§ Task details: Copy each line of the data beneath in which the word "below" appears.

§ Provided records:

╔══

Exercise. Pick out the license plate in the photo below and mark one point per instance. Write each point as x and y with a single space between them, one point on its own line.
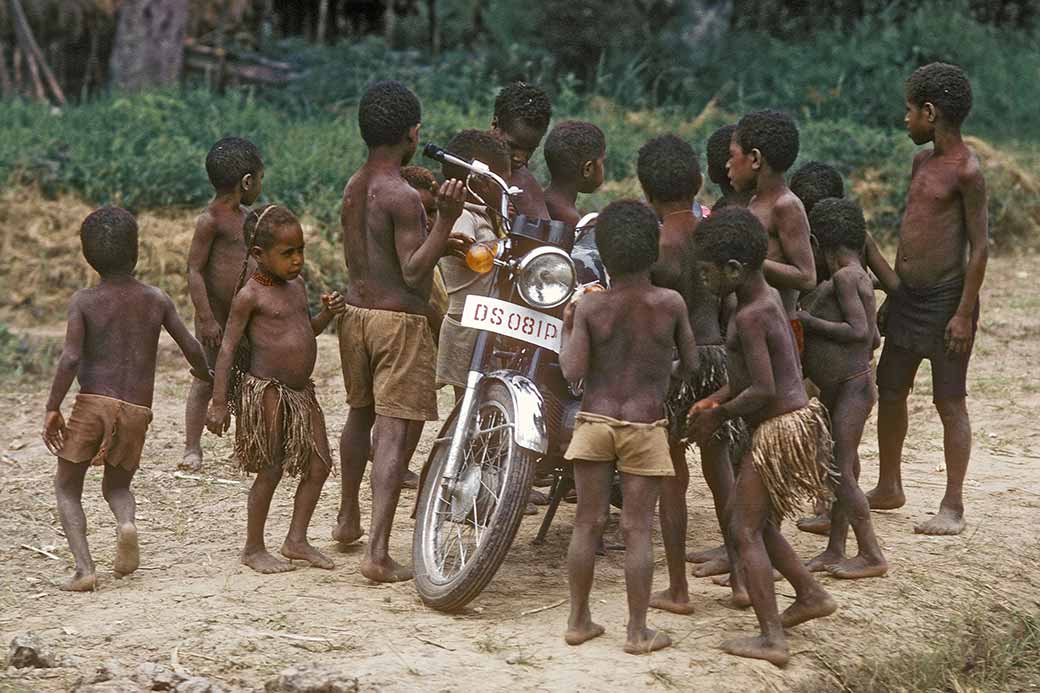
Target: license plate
512 321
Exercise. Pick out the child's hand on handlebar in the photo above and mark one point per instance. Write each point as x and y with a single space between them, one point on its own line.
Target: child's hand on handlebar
449 200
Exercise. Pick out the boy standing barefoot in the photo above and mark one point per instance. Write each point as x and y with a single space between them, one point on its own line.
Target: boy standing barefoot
764 146
671 176
621 342
110 347
574 152
280 426
790 450
933 311
385 341
522 113
214 262
840 336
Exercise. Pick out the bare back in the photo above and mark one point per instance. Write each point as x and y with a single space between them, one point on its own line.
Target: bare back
632 334
762 356
121 324
933 236
375 280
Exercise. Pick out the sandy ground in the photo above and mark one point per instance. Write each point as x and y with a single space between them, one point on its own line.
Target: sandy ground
193 604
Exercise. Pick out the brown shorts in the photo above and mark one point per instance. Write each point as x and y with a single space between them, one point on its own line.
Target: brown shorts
639 448
388 359
105 431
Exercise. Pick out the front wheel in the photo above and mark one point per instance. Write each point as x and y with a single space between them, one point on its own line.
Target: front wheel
465 524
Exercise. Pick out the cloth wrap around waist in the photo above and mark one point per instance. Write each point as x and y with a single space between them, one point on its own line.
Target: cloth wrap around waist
710 376
794 455
917 317
254 442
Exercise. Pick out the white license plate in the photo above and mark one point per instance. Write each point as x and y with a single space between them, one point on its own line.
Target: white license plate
508 318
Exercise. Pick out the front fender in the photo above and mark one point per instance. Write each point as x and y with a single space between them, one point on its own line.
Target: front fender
528 407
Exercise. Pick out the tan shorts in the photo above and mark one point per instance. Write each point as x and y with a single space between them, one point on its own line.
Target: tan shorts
639 448
455 352
105 431
388 359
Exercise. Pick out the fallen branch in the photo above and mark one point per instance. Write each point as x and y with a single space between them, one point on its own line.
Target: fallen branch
42 553
540 609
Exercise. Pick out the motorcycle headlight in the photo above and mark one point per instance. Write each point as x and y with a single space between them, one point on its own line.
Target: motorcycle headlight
546 277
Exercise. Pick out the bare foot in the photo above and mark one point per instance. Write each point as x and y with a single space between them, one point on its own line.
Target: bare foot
263 562
857 567
581 634
739 598
191 461
347 533
674 604
80 582
816 606
127 550
774 651
390 571
304 552
647 641
815 523
824 561
713 567
883 499
706 555
945 522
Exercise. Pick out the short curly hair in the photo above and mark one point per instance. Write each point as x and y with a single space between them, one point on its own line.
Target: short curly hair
109 239
718 155
420 178
571 144
627 236
472 144
387 111
814 181
519 101
943 84
732 233
773 133
262 225
668 170
229 160
838 223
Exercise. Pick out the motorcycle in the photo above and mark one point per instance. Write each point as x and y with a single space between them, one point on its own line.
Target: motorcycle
517 413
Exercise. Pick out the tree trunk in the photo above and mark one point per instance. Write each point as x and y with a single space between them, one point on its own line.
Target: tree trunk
149 46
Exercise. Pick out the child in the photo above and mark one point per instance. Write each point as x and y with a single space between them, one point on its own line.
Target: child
479 221
574 152
280 425
933 301
840 336
789 455
764 146
385 341
718 155
111 341
671 176
621 342
214 262
522 113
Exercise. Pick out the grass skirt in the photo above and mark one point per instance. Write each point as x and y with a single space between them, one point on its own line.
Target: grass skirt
794 455
255 441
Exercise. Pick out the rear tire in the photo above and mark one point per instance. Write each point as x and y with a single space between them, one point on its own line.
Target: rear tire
464 529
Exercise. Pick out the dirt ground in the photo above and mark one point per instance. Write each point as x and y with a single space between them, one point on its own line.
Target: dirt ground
192 604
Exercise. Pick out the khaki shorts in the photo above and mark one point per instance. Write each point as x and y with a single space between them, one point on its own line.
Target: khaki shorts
105 431
388 360
639 448
455 353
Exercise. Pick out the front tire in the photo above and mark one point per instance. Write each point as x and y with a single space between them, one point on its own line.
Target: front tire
465 525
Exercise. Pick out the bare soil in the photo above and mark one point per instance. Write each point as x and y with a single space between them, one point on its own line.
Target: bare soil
192 604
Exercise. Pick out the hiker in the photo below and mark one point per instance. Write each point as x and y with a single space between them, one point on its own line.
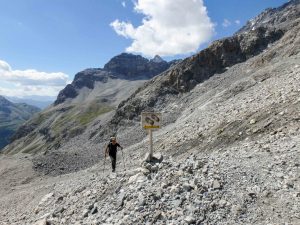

╚══

§ Exercise solution:
Exercise. Pick out the license plate in the photo below and mark one point per instance. Write each point as x and y with a single space between them, one point on its own line.
Exercise. Pick out the hiker in the photo below and mark one point per instance. Write each point as x and y with a single space between them, one point on its own line.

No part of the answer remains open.